Essen in Ruhe genießen

Sich Zeit zum Essen zu nehmen – dieses Prinzip gehört nicht ohne Grund zu den wichtigsten Ernährungsregeln. Denn die Muse bei der Nahrungsaufnahme steigert nicht nur den Genuss, sondern auch das Wohlbefinden  – ganz unabhängig davon, wann und was wir essen. Das gelingt am besten, wenn wir uns in entspannter Gesellschaft mit Gaumenfreuden verwöhnen.

Wieder richtig essen lernen – das klingt komisch, wo wir doch alle „routiniert“ darin sind, uns etwas zu essen zu kaufen, zu bestellen, zuzubereiten und dann zu uns zu nehmen. Unterwegs  beobachten wir oft Menschen, die hastig etwas in sich hineinschlingen oder erinnern uns an eigene Heißhunger-Attacken zuhause. Gerade wenn es stressig ist oder war, können wir uns bisweilen nicht bremsen. Doch damit ist im wahrsten Sinne nichts gewonnen. Denn wir lassen dabei außer Acht, dass die Aufnahme von Nahrung, auch Assimilation genannt, ein komplexer Vorgang ist.

Datensatz:

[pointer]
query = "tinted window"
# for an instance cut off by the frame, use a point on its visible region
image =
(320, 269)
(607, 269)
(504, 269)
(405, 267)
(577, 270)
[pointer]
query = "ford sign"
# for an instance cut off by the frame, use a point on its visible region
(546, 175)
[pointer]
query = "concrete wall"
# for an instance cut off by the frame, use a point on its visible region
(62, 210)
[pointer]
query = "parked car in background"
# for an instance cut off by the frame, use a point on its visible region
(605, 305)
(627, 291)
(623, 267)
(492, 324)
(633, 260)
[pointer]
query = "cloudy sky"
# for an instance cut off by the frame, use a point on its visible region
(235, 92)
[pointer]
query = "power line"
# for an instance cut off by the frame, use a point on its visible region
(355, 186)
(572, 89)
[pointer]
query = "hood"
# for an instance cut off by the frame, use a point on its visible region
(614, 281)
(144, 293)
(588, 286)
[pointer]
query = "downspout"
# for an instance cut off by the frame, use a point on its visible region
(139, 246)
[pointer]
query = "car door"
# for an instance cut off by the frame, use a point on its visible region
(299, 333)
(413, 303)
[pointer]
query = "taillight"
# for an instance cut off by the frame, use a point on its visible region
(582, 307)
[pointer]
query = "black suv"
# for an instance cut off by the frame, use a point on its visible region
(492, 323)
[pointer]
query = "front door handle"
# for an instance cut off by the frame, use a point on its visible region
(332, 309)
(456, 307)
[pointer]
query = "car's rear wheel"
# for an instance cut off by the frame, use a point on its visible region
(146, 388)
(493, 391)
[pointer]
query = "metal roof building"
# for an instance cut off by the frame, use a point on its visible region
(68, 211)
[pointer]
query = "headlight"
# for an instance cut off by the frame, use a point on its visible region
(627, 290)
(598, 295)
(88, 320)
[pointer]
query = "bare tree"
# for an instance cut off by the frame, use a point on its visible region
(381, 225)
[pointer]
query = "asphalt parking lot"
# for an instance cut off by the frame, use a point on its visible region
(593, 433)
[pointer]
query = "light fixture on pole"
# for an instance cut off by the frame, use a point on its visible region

Übungsaufgaben:
1. Prüfen Sie, ob die Aussagen (a) bis (c) zum Auszug passen, und antworten Sie jeweils mit Ja oder Nein samt den entscheidenden Worten als wörtliches Zitat. (a) Ruhe beim Essen steigert das Wohlbefinden nur zu bestimmten Tageszeiten. (b) Die Aufnahme von Nahrung wird auch Assimilation genannt. (c) Der Genuss gelingt am besten, wenn man allein isst.
2. Schreiben Sie den Auszug von „Essen in Ruhe“ bis „mit Gaumenfreuden verwöhnen.“ wortgetreu ab.
Die Zeilen des Datensatzes braucht man hier nicht.

Lösungen:
1.
(a) Nein: „ganz unabhängig davon, wann und was wir essen“
(b) Ja: „die Aufnahme von Nahrung, auch Assimilation genannt“
(c) Nein: „Das gelingt am besten, wenn wir uns in entspannter Gesellschaft mit Gaumenfreuden verwöhnen.“

2.
Essen in Ruhe genießen

Sich Zeit zum Essen zu nehmen – dieses Prinzip gehört nicht ohne Grund zu den wichtigsten Ernährungsregeln. Denn die Muse bei der Nahrungsaufnahme steigert nicht nur den Genuss, sondern auch das Wohlbefinden  – ganz unabhängig davon, wann und was wir essen. Das gelingt am besten, wenn wir uns in entspannter Gesellschaft mit Gaumenfreuden verwöhnen.